## start Data for this task

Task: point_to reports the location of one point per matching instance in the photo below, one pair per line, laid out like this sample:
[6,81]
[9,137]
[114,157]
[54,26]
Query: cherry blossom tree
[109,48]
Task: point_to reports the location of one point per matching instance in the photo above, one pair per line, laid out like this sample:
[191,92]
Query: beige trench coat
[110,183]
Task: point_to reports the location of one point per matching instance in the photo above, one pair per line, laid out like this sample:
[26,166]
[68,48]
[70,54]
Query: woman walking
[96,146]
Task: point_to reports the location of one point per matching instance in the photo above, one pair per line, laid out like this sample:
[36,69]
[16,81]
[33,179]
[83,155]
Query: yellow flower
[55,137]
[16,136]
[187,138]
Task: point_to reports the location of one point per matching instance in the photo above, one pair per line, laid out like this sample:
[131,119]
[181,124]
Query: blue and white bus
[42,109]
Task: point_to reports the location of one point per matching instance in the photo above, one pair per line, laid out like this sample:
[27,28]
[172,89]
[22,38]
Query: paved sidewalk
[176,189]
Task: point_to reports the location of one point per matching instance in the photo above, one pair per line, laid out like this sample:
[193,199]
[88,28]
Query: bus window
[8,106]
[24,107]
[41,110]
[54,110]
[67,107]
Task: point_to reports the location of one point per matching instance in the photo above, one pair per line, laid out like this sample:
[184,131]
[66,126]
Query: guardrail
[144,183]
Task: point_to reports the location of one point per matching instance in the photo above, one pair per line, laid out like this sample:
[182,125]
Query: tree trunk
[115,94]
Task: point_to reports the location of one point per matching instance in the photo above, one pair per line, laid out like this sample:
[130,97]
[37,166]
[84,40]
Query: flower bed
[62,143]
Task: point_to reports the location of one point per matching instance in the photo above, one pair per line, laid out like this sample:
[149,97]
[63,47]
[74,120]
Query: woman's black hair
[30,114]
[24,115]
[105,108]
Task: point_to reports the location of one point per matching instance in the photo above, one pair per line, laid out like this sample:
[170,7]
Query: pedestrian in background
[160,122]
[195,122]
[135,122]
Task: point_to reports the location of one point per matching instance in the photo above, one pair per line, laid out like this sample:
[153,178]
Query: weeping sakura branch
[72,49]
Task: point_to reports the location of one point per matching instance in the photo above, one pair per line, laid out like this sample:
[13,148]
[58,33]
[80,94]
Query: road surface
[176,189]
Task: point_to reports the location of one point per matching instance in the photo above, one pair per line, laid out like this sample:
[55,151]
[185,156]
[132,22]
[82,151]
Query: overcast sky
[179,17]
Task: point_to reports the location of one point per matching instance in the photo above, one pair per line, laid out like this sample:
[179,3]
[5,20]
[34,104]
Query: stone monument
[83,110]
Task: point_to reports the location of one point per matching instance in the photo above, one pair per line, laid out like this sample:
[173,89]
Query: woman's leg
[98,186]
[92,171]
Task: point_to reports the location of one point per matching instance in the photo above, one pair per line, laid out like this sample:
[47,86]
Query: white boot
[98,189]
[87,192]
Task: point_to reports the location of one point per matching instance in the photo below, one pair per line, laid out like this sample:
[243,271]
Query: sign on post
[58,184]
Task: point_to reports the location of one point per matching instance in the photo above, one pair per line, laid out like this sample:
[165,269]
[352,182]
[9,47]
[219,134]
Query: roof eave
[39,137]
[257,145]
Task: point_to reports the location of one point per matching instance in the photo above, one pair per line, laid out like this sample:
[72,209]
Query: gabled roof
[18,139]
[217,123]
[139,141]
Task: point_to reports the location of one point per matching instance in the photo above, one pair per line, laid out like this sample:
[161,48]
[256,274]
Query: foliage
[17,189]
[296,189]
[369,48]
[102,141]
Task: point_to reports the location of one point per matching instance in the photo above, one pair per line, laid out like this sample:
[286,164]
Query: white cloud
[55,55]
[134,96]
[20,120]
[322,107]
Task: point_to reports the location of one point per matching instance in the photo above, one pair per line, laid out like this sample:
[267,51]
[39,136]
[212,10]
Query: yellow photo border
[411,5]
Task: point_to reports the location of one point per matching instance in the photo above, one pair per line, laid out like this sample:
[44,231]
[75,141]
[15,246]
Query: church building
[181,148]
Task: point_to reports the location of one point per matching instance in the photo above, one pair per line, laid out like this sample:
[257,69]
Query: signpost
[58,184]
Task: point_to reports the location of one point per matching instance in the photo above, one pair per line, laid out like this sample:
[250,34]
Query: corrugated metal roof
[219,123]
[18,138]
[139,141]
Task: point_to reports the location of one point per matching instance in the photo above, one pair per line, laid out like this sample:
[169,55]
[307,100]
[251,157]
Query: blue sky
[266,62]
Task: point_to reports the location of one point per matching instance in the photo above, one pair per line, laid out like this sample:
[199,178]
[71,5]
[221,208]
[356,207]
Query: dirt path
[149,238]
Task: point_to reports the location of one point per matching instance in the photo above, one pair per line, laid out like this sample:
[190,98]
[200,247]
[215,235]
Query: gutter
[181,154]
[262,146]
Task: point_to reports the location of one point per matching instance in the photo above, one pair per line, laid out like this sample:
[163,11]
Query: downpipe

## end Data for this task

> [Short task]:
Collect every line above that contains the word "roof" and copy each one in full.

> [Complete answer]:
Query: roof eave
Query: gabled roof
Query: corrugated metal roof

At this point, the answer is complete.